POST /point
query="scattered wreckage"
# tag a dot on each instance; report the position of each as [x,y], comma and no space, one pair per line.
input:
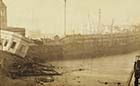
[16,67]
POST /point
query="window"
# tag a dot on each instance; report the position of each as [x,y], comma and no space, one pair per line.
[13,45]
[22,48]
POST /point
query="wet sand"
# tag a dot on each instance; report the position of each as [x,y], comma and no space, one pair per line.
[102,71]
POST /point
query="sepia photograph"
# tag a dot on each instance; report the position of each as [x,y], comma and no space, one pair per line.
[69,43]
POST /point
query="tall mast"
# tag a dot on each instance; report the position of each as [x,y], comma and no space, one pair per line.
[99,22]
[65,17]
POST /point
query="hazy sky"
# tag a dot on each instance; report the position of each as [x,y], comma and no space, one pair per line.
[48,15]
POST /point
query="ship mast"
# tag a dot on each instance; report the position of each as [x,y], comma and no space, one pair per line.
[65,16]
[99,22]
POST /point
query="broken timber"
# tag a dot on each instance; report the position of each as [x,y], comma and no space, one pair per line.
[15,66]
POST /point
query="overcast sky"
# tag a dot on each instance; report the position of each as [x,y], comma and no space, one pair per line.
[48,15]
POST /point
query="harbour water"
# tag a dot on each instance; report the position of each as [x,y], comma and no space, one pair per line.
[101,71]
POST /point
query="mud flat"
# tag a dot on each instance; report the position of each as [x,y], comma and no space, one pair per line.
[103,71]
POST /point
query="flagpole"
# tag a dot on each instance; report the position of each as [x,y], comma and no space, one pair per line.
[65,17]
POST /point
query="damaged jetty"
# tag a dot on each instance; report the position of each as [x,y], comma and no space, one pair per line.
[15,63]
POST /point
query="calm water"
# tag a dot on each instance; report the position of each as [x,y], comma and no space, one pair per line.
[96,71]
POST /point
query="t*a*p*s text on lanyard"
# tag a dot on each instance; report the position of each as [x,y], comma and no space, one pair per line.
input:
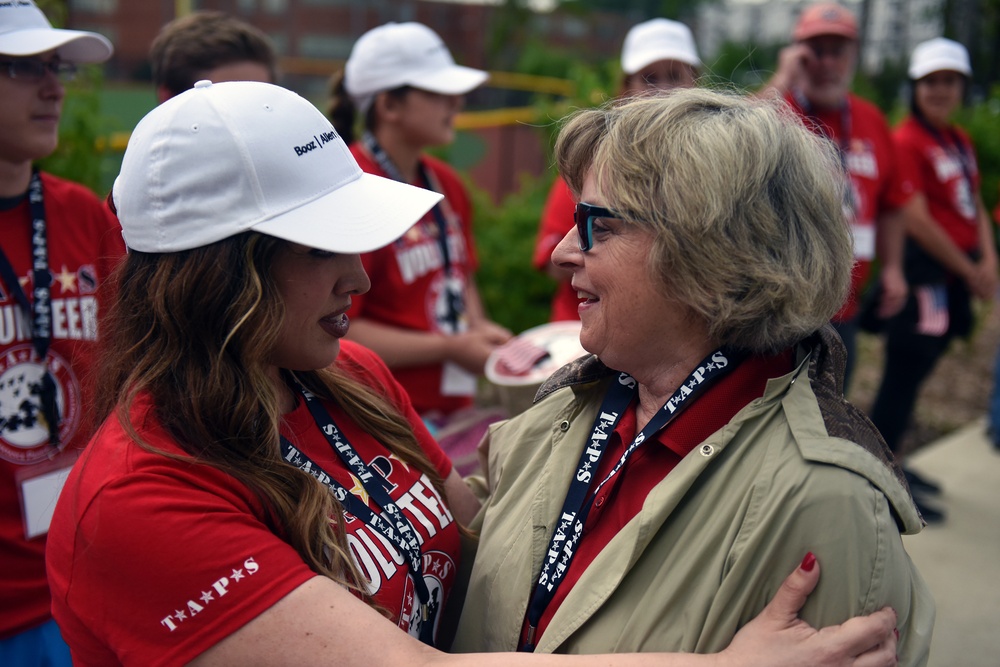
[391,524]
[39,310]
[566,538]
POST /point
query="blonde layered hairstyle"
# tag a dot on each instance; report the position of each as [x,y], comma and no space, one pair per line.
[746,204]
[194,330]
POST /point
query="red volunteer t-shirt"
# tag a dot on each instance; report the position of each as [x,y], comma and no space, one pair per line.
[84,245]
[879,182]
[408,279]
[557,220]
[152,560]
[622,498]
[937,171]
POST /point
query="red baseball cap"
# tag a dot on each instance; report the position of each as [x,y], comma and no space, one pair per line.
[825,18]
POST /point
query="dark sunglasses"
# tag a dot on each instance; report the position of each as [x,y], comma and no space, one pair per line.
[33,70]
[584,215]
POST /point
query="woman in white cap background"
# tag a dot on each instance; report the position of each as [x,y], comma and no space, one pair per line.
[423,316]
[657,55]
[261,491]
[950,250]
[58,244]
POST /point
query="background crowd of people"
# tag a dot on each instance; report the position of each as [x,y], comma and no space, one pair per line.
[258,400]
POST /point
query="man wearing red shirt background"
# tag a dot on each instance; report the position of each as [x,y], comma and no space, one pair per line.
[814,76]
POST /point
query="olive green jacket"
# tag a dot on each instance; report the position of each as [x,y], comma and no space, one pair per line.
[798,469]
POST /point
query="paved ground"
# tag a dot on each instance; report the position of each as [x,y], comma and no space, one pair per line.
[960,558]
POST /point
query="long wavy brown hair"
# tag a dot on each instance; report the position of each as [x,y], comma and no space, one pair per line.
[194,330]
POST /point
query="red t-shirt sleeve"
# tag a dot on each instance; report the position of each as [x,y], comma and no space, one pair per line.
[557,219]
[179,560]
[368,367]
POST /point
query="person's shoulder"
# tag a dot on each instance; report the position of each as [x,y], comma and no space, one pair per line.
[864,110]
[357,359]
[441,169]
[60,188]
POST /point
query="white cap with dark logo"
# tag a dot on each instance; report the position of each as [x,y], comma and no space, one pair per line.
[405,54]
[24,31]
[936,55]
[225,158]
[655,40]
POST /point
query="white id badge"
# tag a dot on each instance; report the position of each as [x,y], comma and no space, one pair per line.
[40,487]
[864,242]
[456,381]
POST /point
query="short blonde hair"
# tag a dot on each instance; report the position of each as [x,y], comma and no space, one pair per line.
[746,204]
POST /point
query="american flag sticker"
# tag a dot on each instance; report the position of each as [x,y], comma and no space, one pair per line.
[932,303]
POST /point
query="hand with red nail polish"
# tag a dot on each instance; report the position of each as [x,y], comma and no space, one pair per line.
[778,637]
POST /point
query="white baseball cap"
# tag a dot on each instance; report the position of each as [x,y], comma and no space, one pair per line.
[936,55]
[405,54]
[24,31]
[225,158]
[658,39]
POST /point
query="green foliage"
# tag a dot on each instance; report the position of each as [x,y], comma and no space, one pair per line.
[981,122]
[741,66]
[514,294]
[81,130]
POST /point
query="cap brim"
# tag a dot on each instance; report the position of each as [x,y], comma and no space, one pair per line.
[454,80]
[363,215]
[73,45]
[633,64]
[941,65]
[818,31]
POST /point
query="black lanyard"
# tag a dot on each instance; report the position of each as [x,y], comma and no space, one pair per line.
[456,304]
[39,310]
[955,149]
[391,524]
[579,500]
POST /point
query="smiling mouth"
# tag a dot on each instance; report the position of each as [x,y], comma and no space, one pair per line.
[336,325]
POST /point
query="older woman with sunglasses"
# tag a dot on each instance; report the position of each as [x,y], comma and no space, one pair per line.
[657,490]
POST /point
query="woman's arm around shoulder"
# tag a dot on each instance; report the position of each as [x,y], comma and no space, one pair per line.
[321,623]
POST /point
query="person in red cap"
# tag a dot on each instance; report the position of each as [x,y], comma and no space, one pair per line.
[59,244]
[814,75]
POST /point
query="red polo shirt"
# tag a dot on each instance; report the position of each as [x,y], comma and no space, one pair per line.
[621,500]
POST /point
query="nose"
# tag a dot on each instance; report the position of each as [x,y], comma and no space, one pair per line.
[355,279]
[50,86]
[567,254]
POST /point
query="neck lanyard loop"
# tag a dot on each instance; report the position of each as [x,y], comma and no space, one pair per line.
[39,310]
[576,507]
[391,523]
[455,302]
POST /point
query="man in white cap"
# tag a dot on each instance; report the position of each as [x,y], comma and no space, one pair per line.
[423,315]
[59,243]
[657,55]
[814,75]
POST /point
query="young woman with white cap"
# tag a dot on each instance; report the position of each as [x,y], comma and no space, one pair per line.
[950,250]
[256,474]
[423,316]
[657,55]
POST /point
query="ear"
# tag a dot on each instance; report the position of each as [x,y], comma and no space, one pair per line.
[388,107]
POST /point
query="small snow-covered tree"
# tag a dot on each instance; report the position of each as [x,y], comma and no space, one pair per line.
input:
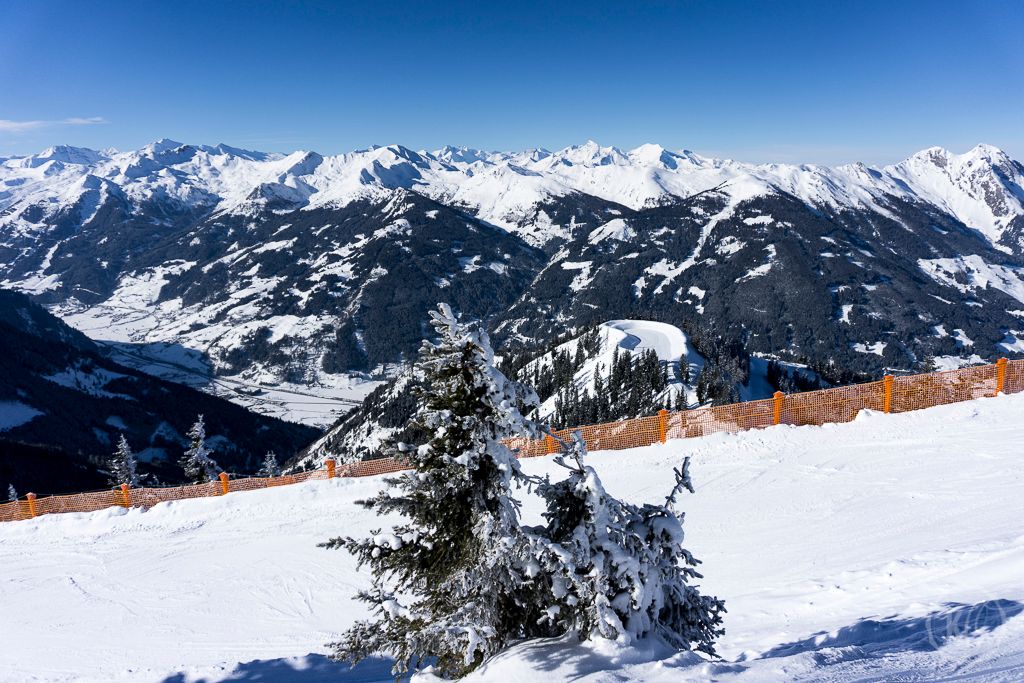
[196,462]
[123,465]
[270,467]
[621,569]
[453,584]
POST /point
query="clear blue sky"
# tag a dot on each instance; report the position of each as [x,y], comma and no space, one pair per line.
[761,81]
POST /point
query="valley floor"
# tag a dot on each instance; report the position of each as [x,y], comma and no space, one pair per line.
[891,548]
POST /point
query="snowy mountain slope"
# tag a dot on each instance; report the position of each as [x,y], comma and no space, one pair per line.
[58,390]
[681,363]
[313,273]
[846,552]
[981,187]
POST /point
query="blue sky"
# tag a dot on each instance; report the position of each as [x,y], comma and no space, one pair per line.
[757,81]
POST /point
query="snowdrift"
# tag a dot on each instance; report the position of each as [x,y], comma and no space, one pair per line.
[891,546]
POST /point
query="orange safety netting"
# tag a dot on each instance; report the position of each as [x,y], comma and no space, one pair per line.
[894,394]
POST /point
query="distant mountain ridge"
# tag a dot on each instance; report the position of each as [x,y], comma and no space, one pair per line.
[64,404]
[311,271]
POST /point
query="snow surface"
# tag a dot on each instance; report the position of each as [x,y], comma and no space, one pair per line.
[634,337]
[981,187]
[890,548]
[14,414]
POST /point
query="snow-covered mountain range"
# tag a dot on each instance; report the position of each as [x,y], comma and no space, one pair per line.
[309,272]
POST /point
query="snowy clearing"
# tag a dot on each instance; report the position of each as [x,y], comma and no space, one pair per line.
[889,547]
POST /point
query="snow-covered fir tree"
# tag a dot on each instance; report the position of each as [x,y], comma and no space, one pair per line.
[124,465]
[196,462]
[270,467]
[621,569]
[453,584]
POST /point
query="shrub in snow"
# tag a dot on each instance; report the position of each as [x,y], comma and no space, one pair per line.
[123,465]
[621,569]
[270,467]
[196,462]
[453,584]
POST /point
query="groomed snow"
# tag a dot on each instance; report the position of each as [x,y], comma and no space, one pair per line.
[887,548]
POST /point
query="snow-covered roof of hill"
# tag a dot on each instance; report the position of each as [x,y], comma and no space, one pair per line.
[982,187]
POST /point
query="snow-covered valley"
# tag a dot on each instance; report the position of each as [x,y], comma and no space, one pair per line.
[293,284]
[887,548]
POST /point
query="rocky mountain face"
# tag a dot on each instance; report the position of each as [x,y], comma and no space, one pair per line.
[64,403]
[313,273]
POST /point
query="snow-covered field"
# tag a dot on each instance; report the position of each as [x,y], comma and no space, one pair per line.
[891,548]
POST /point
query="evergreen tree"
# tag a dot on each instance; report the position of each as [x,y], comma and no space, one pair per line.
[619,569]
[123,465]
[454,581]
[196,462]
[270,467]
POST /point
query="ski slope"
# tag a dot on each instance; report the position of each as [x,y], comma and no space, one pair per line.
[633,337]
[888,548]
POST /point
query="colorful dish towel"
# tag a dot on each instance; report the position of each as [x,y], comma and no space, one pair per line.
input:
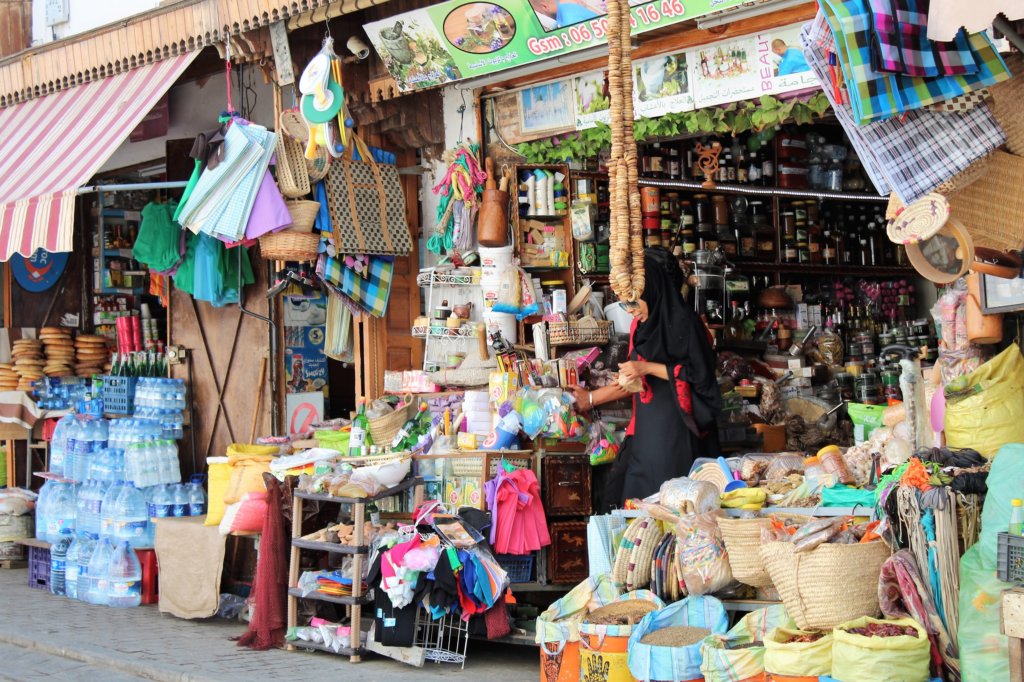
[909,156]
[875,94]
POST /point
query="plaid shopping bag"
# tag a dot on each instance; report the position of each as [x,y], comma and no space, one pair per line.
[372,292]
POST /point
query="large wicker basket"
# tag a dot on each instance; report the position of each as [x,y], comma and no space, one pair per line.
[383,429]
[742,542]
[594,332]
[826,586]
[289,245]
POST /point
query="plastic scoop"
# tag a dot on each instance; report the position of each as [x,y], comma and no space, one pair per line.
[734,483]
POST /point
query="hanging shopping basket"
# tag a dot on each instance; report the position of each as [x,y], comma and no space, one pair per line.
[303,214]
[289,245]
[383,429]
[595,332]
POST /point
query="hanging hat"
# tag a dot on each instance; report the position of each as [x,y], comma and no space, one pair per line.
[945,256]
[920,220]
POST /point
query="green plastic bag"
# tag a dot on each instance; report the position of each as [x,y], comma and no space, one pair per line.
[783,656]
[989,412]
[865,419]
[844,496]
[721,663]
[858,658]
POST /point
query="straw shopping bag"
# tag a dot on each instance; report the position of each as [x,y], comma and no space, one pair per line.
[367,205]
[828,585]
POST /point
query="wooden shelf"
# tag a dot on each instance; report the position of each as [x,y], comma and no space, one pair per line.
[755,190]
[330,547]
[318,596]
[403,485]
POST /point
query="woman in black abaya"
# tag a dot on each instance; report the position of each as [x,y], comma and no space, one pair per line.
[675,413]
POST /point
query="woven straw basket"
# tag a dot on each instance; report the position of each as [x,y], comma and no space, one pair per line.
[289,245]
[742,542]
[826,586]
[303,214]
[383,429]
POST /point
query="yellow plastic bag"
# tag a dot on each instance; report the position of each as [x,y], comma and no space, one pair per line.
[902,658]
[249,463]
[218,474]
[991,413]
[784,657]
[738,655]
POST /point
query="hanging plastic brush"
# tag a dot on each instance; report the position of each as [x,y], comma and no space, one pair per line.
[460,192]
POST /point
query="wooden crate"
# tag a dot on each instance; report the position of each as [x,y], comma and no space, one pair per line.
[567,560]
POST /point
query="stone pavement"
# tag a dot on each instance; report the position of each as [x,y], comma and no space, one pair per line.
[46,636]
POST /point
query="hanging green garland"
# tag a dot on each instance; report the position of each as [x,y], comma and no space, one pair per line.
[752,115]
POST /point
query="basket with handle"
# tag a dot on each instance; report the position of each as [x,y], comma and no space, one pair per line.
[293,178]
[383,429]
[828,585]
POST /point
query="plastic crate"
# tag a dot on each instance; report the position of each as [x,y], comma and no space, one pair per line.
[119,394]
[519,568]
[1011,558]
[39,568]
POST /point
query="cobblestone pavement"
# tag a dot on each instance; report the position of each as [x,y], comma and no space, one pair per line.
[43,636]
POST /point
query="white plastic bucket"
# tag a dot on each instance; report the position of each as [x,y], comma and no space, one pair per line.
[503,322]
[497,257]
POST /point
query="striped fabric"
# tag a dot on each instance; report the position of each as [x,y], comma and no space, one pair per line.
[52,145]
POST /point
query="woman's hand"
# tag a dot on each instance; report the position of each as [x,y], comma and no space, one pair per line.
[634,370]
[583,397]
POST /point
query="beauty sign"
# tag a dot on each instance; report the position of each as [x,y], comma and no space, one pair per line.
[456,40]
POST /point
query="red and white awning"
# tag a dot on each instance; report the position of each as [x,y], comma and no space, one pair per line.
[52,145]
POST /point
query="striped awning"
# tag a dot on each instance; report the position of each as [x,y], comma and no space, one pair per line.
[51,145]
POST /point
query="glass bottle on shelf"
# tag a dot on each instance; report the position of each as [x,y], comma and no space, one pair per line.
[754,169]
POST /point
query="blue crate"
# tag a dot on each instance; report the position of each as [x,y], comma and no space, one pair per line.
[119,394]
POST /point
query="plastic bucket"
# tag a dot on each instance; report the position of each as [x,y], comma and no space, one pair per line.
[498,257]
[604,658]
[560,662]
[503,322]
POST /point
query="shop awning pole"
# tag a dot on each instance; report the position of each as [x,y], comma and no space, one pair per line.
[131,186]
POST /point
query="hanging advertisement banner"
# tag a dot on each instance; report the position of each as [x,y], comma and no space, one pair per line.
[456,40]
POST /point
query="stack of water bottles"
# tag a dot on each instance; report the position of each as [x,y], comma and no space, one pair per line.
[162,400]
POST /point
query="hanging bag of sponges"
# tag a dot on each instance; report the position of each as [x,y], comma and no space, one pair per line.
[626,250]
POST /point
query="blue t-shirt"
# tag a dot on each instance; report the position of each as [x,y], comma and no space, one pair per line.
[793,62]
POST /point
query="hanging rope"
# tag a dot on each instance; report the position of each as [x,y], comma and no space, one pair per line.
[626,252]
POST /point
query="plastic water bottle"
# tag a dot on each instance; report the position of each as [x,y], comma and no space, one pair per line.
[86,546]
[162,504]
[58,562]
[180,507]
[98,565]
[132,518]
[108,510]
[197,497]
[72,565]
[124,578]
[60,512]
[58,443]
[43,504]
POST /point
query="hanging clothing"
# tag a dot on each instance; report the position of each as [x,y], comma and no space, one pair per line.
[674,421]
[518,522]
[159,241]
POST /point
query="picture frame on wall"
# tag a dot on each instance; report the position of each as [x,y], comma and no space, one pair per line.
[547,109]
[1001,295]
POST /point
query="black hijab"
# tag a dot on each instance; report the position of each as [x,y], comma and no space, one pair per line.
[674,335]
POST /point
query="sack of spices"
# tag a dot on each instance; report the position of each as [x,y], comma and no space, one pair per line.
[793,654]
[738,655]
[872,649]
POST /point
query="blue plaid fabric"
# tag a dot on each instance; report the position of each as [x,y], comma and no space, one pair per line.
[910,156]
[875,94]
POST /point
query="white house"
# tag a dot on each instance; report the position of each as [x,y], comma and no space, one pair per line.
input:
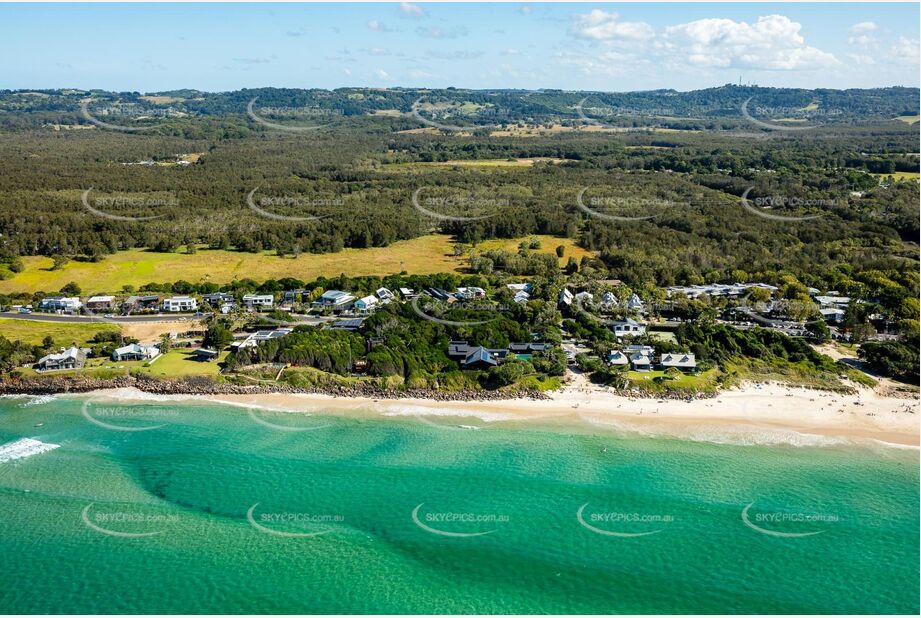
[180,303]
[135,351]
[679,360]
[628,328]
[60,304]
[366,303]
[254,301]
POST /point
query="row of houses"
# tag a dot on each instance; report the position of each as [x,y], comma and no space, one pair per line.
[641,358]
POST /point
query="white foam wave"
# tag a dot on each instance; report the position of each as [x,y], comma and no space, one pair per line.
[24,447]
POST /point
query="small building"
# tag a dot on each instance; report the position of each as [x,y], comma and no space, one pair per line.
[100,303]
[60,304]
[366,303]
[205,355]
[336,299]
[628,328]
[135,351]
[680,360]
[565,297]
[178,304]
[135,304]
[68,358]
[258,301]
[218,299]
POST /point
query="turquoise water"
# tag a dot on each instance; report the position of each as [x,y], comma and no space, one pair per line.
[67,518]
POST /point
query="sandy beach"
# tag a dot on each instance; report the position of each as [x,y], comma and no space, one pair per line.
[752,414]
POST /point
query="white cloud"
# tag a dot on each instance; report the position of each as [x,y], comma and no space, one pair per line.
[772,43]
[408,9]
[601,26]
[862,34]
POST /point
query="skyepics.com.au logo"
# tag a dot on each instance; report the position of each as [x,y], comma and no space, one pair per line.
[457,524]
[787,524]
[458,206]
[291,422]
[131,418]
[297,202]
[622,524]
[133,524]
[292,119]
[104,205]
[293,524]
[764,205]
[621,208]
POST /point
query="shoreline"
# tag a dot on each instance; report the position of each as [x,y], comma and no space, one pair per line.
[753,413]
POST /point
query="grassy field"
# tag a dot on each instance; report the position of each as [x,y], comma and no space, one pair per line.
[64,334]
[424,255]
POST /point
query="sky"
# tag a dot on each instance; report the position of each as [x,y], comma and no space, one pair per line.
[572,46]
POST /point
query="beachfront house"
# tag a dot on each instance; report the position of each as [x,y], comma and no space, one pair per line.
[679,360]
[100,303]
[68,358]
[178,304]
[258,301]
[135,351]
[60,304]
[365,304]
[628,328]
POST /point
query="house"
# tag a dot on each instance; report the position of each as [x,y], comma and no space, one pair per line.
[205,355]
[179,303]
[628,328]
[336,299]
[469,293]
[67,358]
[258,301]
[640,361]
[100,303]
[149,302]
[565,297]
[635,304]
[218,299]
[60,304]
[254,339]
[617,358]
[679,360]
[135,351]
[366,303]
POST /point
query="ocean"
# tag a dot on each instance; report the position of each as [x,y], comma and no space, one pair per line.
[194,507]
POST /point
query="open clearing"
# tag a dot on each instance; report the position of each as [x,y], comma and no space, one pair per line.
[137,267]
[64,334]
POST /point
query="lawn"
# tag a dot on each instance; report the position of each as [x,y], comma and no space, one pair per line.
[424,255]
[64,334]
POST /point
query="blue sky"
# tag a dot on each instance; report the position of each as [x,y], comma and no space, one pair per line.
[610,46]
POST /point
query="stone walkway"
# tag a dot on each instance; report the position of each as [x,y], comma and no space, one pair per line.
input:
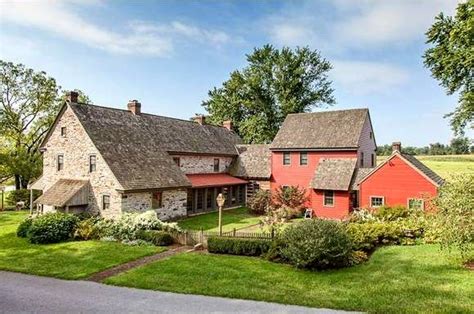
[100,276]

- **SET PROBLEM**
List every line of the listing above that contains the word "slope", matching case.

- **COMPLETED TASK**
query="snowy mountain slope"
query="ski slope"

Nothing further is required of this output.